指示
データのうち“curved”という文字列を含む行をすべて見つけ、一行も省かずに書き写すこと。

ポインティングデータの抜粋
----------

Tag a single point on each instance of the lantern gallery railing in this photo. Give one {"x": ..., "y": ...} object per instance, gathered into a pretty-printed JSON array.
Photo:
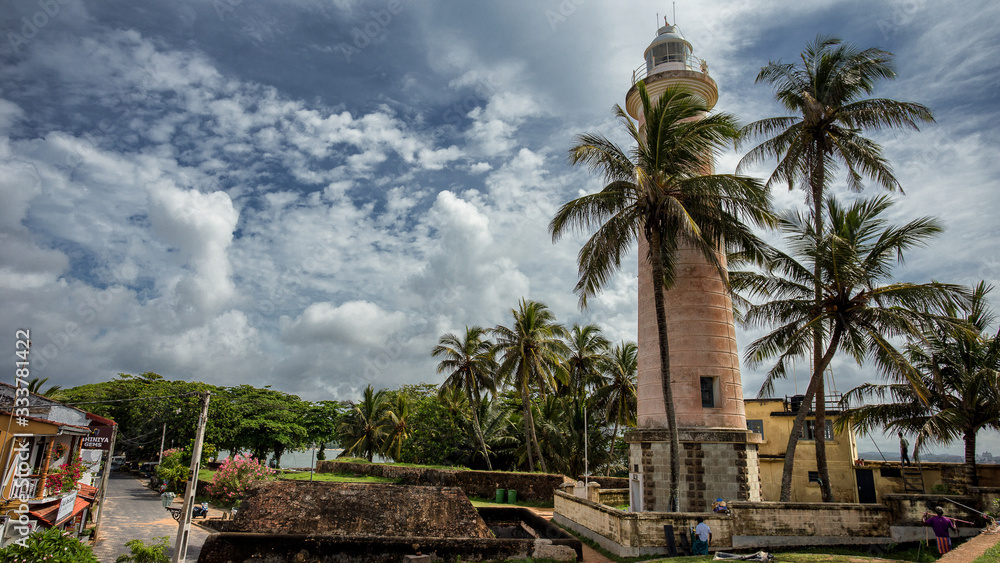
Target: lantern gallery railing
[{"x": 676, "y": 62}]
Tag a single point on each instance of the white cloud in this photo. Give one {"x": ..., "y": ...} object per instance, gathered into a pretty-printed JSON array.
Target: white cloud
[
  {"x": 201, "y": 227},
  {"x": 354, "y": 323}
]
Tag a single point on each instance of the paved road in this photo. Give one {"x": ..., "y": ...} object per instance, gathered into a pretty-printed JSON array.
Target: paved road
[{"x": 134, "y": 511}]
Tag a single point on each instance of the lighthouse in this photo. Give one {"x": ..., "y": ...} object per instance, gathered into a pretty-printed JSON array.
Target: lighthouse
[{"x": 718, "y": 454}]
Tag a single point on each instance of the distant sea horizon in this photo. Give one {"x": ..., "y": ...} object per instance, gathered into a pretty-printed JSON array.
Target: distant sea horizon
[{"x": 301, "y": 459}]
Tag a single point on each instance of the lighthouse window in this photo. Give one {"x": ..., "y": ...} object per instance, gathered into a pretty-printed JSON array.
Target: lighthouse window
[
  {"x": 667, "y": 53},
  {"x": 708, "y": 392}
]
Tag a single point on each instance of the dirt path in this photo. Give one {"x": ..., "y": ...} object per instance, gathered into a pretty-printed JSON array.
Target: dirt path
[{"x": 133, "y": 511}]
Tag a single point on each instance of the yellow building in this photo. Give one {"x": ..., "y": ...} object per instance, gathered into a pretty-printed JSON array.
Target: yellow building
[
  {"x": 773, "y": 419},
  {"x": 30, "y": 454}
]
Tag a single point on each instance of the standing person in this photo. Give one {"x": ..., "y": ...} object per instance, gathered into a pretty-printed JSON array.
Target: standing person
[
  {"x": 702, "y": 537},
  {"x": 904, "y": 458},
  {"x": 941, "y": 525}
]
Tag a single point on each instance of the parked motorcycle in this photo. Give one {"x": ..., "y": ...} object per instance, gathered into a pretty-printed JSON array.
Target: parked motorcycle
[{"x": 201, "y": 511}]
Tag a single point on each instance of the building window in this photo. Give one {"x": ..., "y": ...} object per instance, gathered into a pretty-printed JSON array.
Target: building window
[
  {"x": 708, "y": 392},
  {"x": 809, "y": 430}
]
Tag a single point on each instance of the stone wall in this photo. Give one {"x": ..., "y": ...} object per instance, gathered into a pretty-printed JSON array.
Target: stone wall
[
  {"x": 909, "y": 510},
  {"x": 714, "y": 464},
  {"x": 536, "y": 538},
  {"x": 633, "y": 534},
  {"x": 784, "y": 524},
  {"x": 230, "y": 547},
  {"x": 608, "y": 482},
  {"x": 529, "y": 486},
  {"x": 614, "y": 497},
  {"x": 751, "y": 525},
  {"x": 355, "y": 509}
]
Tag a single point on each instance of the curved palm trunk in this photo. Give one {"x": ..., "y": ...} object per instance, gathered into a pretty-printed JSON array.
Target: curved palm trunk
[
  {"x": 611, "y": 452},
  {"x": 826, "y": 490},
  {"x": 817, "y": 183},
  {"x": 530, "y": 436},
  {"x": 971, "y": 479},
  {"x": 800, "y": 418},
  {"x": 479, "y": 432},
  {"x": 656, "y": 263}
]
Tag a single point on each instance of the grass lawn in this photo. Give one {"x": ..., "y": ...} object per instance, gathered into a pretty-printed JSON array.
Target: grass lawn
[
  {"x": 207, "y": 474},
  {"x": 479, "y": 502}
]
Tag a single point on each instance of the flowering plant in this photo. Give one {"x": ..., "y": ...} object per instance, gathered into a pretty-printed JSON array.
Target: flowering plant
[
  {"x": 65, "y": 477},
  {"x": 236, "y": 474}
]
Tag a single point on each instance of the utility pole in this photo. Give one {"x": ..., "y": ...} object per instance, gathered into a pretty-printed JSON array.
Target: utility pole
[
  {"x": 104, "y": 481},
  {"x": 586, "y": 461},
  {"x": 163, "y": 440},
  {"x": 184, "y": 528}
]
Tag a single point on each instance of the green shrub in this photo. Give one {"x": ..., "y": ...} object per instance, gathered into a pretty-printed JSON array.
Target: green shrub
[
  {"x": 142, "y": 553},
  {"x": 174, "y": 469},
  {"x": 51, "y": 546}
]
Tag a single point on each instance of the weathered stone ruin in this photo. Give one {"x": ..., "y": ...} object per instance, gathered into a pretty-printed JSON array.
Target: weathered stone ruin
[{"x": 285, "y": 521}]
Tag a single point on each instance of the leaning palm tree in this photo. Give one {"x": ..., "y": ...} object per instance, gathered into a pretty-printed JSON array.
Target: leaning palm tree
[
  {"x": 587, "y": 351},
  {"x": 826, "y": 95},
  {"x": 365, "y": 430},
  {"x": 616, "y": 396},
  {"x": 397, "y": 427},
  {"x": 853, "y": 259},
  {"x": 958, "y": 363},
  {"x": 660, "y": 191},
  {"x": 530, "y": 351},
  {"x": 471, "y": 363}
]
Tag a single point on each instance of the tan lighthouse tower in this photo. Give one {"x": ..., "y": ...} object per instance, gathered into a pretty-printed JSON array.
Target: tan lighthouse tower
[{"x": 718, "y": 454}]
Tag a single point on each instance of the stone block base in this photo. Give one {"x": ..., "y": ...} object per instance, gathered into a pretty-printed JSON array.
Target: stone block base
[{"x": 714, "y": 463}]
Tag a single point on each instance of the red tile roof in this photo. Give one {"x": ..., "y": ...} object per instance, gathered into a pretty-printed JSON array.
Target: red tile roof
[{"x": 49, "y": 512}]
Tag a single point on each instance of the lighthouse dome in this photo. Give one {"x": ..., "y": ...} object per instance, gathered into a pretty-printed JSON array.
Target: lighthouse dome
[{"x": 669, "y": 51}]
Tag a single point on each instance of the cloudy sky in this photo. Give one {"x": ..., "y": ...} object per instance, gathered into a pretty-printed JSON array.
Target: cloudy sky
[{"x": 308, "y": 193}]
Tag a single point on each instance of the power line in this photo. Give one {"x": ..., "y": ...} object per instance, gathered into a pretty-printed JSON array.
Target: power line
[{"x": 191, "y": 394}]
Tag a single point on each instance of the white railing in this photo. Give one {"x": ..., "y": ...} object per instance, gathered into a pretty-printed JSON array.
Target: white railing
[{"x": 690, "y": 62}]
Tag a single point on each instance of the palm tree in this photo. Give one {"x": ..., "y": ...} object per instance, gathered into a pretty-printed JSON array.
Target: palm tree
[
  {"x": 496, "y": 430},
  {"x": 54, "y": 392},
  {"x": 616, "y": 397},
  {"x": 958, "y": 363},
  {"x": 587, "y": 351},
  {"x": 397, "y": 429},
  {"x": 825, "y": 92},
  {"x": 365, "y": 430},
  {"x": 472, "y": 363},
  {"x": 530, "y": 351},
  {"x": 660, "y": 191},
  {"x": 853, "y": 259}
]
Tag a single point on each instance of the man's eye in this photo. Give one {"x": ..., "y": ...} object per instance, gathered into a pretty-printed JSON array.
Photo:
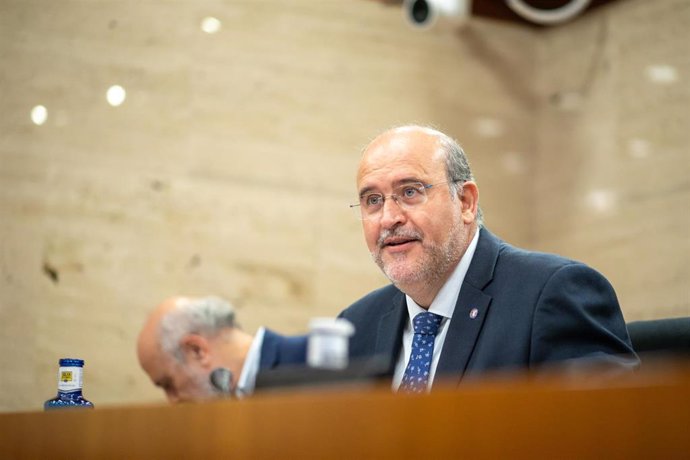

----------

出力全文
Tag a single point on each instance of the curved palm trunk in this photo. Give one {"x": ..., "y": ...} object per instance, gathered into a pretty-printed JSON array.
Target: curved palm trunk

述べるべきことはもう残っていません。